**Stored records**
──────

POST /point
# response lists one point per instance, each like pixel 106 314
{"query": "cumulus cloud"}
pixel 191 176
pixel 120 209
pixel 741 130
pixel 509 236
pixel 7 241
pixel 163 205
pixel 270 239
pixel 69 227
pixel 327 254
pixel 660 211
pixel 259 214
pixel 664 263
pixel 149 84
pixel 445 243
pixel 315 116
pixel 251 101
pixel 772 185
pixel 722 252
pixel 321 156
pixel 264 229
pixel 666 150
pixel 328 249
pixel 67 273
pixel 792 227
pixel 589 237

──────

**Activity**
From the first line through the last, give the data above again exactly.

**Response box**
POST /point
# response lists one point per instance, each like pixel 106 314
{"query": "cumulus cloud"}
pixel 191 176
pixel 120 209
pixel 741 130
pixel 509 236
pixel 7 241
pixel 163 205
pixel 270 239
pixel 69 227
pixel 327 254
pixel 660 211
pixel 259 214
pixel 664 263
pixel 149 84
pixel 445 243
pixel 315 116
pixel 251 101
pixel 772 185
pixel 722 252
pixel 321 156
pixel 264 229
pixel 666 150
pixel 328 249
pixel 67 273
pixel 792 227
pixel 589 237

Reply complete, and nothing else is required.